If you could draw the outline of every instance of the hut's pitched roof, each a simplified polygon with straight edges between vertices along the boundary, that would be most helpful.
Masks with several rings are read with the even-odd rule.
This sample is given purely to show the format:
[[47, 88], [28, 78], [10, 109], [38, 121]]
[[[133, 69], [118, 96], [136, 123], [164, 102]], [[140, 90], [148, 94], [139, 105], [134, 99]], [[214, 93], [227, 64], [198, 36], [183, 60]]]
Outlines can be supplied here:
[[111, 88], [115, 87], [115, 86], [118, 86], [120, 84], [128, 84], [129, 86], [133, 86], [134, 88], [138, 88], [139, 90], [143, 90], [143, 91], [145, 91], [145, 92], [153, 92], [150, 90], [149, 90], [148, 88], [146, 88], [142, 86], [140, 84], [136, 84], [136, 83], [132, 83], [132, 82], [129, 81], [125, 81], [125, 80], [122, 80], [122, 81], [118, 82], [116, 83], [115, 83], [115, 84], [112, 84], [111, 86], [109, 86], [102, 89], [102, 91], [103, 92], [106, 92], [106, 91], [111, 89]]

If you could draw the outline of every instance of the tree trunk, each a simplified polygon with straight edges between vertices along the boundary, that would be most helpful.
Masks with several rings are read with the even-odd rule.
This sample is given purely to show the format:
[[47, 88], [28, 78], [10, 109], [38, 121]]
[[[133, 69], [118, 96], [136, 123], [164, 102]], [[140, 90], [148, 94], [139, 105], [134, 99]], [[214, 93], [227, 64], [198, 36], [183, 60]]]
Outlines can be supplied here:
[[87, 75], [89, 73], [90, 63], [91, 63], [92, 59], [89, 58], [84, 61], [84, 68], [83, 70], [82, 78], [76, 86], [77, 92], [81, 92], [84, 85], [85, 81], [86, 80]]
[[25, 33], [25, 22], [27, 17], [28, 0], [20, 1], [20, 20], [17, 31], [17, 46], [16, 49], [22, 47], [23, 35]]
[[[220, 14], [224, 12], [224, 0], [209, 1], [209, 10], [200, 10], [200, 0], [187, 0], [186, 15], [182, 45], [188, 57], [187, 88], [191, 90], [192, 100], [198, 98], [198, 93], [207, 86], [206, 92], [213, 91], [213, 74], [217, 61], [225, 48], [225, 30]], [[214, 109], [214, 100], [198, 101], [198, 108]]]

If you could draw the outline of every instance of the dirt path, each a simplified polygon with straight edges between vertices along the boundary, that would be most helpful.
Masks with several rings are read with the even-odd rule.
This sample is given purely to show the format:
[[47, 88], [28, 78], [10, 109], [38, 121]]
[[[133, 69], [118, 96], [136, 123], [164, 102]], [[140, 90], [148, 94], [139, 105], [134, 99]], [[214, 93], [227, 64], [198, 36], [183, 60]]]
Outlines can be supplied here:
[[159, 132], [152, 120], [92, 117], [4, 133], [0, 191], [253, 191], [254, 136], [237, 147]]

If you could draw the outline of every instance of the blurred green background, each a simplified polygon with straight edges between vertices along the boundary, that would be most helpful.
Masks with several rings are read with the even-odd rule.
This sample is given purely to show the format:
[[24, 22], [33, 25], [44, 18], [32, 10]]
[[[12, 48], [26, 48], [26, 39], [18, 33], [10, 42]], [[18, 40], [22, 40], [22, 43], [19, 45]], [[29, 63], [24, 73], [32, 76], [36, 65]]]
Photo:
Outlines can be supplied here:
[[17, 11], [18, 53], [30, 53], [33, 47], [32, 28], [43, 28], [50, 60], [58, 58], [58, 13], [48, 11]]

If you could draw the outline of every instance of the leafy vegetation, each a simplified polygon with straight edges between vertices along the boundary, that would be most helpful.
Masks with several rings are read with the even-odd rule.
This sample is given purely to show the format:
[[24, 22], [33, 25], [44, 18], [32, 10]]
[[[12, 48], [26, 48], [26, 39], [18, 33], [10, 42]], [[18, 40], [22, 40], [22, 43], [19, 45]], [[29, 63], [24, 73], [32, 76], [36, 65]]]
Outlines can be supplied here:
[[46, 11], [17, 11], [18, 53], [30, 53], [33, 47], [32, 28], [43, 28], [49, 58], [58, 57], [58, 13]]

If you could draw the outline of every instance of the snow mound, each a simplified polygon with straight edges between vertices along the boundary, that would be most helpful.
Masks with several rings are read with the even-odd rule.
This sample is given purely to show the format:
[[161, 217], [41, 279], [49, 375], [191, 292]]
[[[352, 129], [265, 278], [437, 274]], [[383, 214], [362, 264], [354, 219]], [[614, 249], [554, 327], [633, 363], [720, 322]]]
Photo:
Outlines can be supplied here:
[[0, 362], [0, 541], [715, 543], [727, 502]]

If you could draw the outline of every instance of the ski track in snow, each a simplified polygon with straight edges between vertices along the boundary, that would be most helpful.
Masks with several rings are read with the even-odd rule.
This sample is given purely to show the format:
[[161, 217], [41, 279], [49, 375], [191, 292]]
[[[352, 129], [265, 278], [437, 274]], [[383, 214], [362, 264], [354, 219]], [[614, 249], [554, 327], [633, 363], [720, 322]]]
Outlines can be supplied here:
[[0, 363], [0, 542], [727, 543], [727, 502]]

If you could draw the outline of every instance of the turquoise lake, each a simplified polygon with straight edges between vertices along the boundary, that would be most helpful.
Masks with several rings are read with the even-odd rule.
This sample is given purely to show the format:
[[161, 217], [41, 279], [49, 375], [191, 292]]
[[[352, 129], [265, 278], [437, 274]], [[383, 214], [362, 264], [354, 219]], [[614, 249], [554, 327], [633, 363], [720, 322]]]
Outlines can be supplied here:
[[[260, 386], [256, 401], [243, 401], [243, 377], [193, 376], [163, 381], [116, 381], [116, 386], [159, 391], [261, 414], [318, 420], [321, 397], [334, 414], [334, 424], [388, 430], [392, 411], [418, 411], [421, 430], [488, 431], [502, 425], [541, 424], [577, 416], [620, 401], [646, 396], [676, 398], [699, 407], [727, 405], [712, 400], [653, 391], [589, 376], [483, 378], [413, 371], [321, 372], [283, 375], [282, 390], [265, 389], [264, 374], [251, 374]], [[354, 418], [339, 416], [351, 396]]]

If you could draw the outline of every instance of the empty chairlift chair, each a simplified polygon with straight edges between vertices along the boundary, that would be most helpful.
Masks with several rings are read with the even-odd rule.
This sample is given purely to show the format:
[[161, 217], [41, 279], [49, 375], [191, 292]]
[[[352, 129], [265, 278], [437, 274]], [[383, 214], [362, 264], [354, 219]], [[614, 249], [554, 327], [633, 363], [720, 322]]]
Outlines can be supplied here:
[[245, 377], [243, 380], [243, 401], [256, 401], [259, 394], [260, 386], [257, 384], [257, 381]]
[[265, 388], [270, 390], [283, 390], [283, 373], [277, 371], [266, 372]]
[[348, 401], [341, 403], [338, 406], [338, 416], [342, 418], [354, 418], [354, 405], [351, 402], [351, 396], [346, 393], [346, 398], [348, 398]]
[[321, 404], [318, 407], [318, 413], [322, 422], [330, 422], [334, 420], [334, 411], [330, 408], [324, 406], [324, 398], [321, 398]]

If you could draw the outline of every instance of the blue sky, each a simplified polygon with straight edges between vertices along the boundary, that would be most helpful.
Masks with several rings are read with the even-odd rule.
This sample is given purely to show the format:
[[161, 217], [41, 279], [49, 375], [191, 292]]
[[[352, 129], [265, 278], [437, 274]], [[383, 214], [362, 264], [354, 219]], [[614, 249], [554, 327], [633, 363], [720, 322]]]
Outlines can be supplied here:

+--

◆ Yang Harus Dibuat: Tulis ulang seluruh data di atas baris demi baris tanpa perubahan apa pun.

◆ Hasil Tugas:
If you could draw the outline of every instance of the hut's pitched roof, each a simplified polygon with straight edges between vertices along the boundary, that would be most helpful.
Masks with several rings are read with the even-odd rule.
This sample is given purely to show the format:
[[47, 88], [28, 78], [10, 109], [38, 121]]
[[[133, 69], [118, 96], [136, 123], [164, 102]], [[140, 90], [148, 94], [139, 105], [134, 99]], [[214, 93], [227, 64], [198, 36], [183, 60]]]
Outlines can be supplied here:
[[111, 88], [115, 87], [115, 86], [118, 86], [120, 84], [128, 84], [129, 86], [133, 86], [134, 88], [138, 88], [139, 90], [143, 90], [143, 91], [145, 91], [145, 92], [153, 92], [150, 90], [149, 90], [148, 88], [146, 88], [142, 86], [140, 84], [136, 84], [136, 83], [132, 83], [132, 82], [129, 81], [125, 81], [125, 80], [122, 80], [122, 81], [118, 82], [116, 83], [115, 83], [115, 84], [112, 84], [111, 86], [109, 86], [102, 89], [102, 91], [103, 92], [106, 92], [106, 91], [111, 89]]

If you could draw the outline of every instance of the tree trunk, each a simplified polygon with straight edges between vertices along the boundary, that would be most helpful.
Masks with several rings are read with the even-odd rule.
This sample is given purely to show the format:
[[47, 88], [28, 78], [10, 109], [38, 121]]
[[[133, 69], [118, 96], [136, 123], [164, 102]], [[140, 90], [148, 94], [139, 105], [134, 99]], [[214, 93], [227, 64], [198, 36], [183, 60]]]
Outlines can be supplied here:
[[87, 75], [89, 73], [90, 63], [91, 63], [92, 59], [89, 58], [84, 61], [84, 68], [83, 70], [82, 78], [76, 86], [77, 92], [81, 92], [84, 85], [85, 81], [86, 80]]
[[25, 33], [25, 22], [27, 17], [28, 0], [20, 1], [20, 20], [17, 31], [17, 46], [16, 49], [22, 47], [23, 35]]
[[[220, 14], [224, 12], [224, 0], [209, 1], [209, 10], [200, 10], [200, 0], [187, 0], [186, 15], [182, 45], [188, 57], [187, 88], [191, 90], [192, 100], [198, 98], [198, 93], [207, 86], [206, 92], [213, 91], [213, 74], [217, 61], [225, 48], [225, 30]], [[214, 109], [214, 100], [198, 101], [198, 108]]]

If you could draw the outline of every instance of the dirt path, each a simplified polygon with straight edges between vertices along the boundary, that would be most helpful.
Masks with several rings are read with the even-odd rule.
This sample is given purely to show the format:
[[47, 88], [28, 78], [10, 109], [38, 121]]
[[[133, 69], [118, 96], [136, 123], [164, 102]], [[140, 90], [148, 94], [139, 105], [134, 99]], [[214, 93], [227, 64], [198, 36], [183, 60]]]
Outlines can be supplied here:
[[159, 132], [152, 120], [92, 117], [4, 133], [0, 191], [253, 191], [254, 136], [237, 147]]

If you could draw the outline of every instance of the blurred green background, each a simplified polygon with straight edges between vertices along the boundary, that would be most helpful.
Masks with several rings are read with the even-odd rule.
This sample is given purely to show the format:
[[24, 22], [33, 25], [44, 18], [32, 10]]
[[[12, 48], [26, 48], [26, 39], [18, 33], [10, 42]], [[18, 40], [22, 40], [22, 43], [19, 45]], [[29, 63], [24, 73], [32, 76], [36, 65]]]
Photo:
Outlines can be supplied here:
[[17, 11], [18, 53], [30, 53], [33, 47], [32, 28], [43, 28], [50, 60], [58, 58], [58, 13], [48, 11]]

If you could draw the outline of every instance of the leafy vegetation, each a simplified polygon with straight edges between vertices along the boundary, that would be most helpful.
Masks with several rings are read with the even-odd rule.
This sample is given purely to show the format:
[[24, 22], [33, 25], [44, 18], [32, 10]]
[[[12, 48], [26, 48], [26, 39], [18, 33], [10, 42]], [[18, 40], [22, 40], [22, 43], [19, 45]], [[29, 63], [24, 73], [32, 76], [36, 65]]]
Outlines can be supplied here:
[[46, 11], [17, 11], [18, 53], [30, 53], [33, 47], [32, 28], [43, 28], [49, 58], [58, 57], [58, 13]]

If you could draw the outline of every instance of the snow mound, each a simplified polygon with straight edges between vertices along the boundary, that would be most helpful.
Masks with several rings are read with the even-odd rule.
This sample is given purely to show the format:
[[161, 217], [41, 279], [49, 375], [191, 292]]
[[[352, 129], [265, 278], [437, 274]], [[383, 214], [362, 264], [354, 219]], [[614, 249], [554, 327], [633, 363], [720, 322]]]
Photo:
Outlines can be supplied here:
[[0, 362], [0, 541], [715, 543], [727, 502]]

If you could draw the outline of every instance of the ski track in snow, each a simplified polygon with straight edges between vertices along the boundary, that would be most helpful.
Masks with several rings are read with the even-odd rule.
This sample is given purely to show the format:
[[161, 217], [41, 279], [49, 375], [191, 292]]
[[[352, 129], [265, 278], [437, 274]], [[383, 214], [362, 264], [354, 219]], [[614, 249], [554, 327], [633, 363], [720, 322]]]
Outlines can be supplied here:
[[0, 363], [0, 542], [727, 543], [727, 502]]

If you could draw the outline of every instance of the turquoise lake, each a simplified polygon with straight edges between vertices along the boundary, that would be most helpful.
Masks with several rings are read with the even-odd rule.
This sample is given purely to show the format:
[[161, 217], [41, 279], [49, 375], [191, 292]]
[[[352, 129], [265, 278], [437, 274]], [[383, 214], [362, 264], [354, 219]], [[614, 249], [554, 327], [633, 363], [720, 322]]]
Outlines can be supplied here:
[[[260, 386], [256, 401], [243, 401], [243, 377], [193, 376], [163, 381], [116, 381], [116, 386], [159, 391], [261, 414], [318, 420], [321, 397], [334, 414], [334, 424], [388, 430], [392, 411], [418, 411], [421, 430], [488, 431], [502, 425], [541, 424], [577, 416], [620, 401], [646, 396], [676, 398], [699, 407], [727, 405], [712, 400], [653, 391], [589, 376], [483, 378], [413, 371], [321, 372], [283, 375], [282, 390], [265, 389], [264, 374], [251, 374]], [[354, 418], [339, 416], [351, 396]]]

If you could draw the outline of every instance of the empty chairlift chair, each a simplified polygon with straight edges between vertices along the boundary, that would be most helpful.
Masks with several rings are read with the even-odd rule.
This sample is given purely to show the format:
[[161, 217], [41, 279], [49, 375], [191, 292]]
[[[352, 129], [265, 278], [437, 274]], [[383, 214], [362, 264], [354, 219]], [[614, 249], [554, 327], [633, 363], [720, 322]]]
Outlines can be supplied here:
[[245, 377], [243, 380], [243, 401], [256, 401], [259, 394], [260, 386], [257, 384], [257, 381]]
[[265, 388], [270, 390], [283, 390], [283, 373], [277, 371], [266, 372]]
[[348, 401], [341, 403], [338, 406], [338, 416], [342, 418], [354, 418], [354, 405], [351, 402], [351, 396], [346, 393], [346, 398], [348, 398]]
[[321, 404], [318, 407], [318, 413], [322, 422], [330, 422], [334, 420], [334, 411], [330, 408], [324, 406], [324, 398], [321, 398]]

If you could draw the outline of every instance of the blue sky, each a simplified polygon with straight edges between vertices along the boundary, that would be most helpful.
Masks with several rings are read with the even-odd rule.
This sample is given purely to show the format:
[[161, 217], [41, 279], [49, 375], [191, 292]]
[[[352, 129], [265, 278], [437, 274]], [[383, 214], [362, 264], [354, 219]], [[614, 249], [554, 327], [633, 363], [720, 322]]]
Outlines can be supplied here:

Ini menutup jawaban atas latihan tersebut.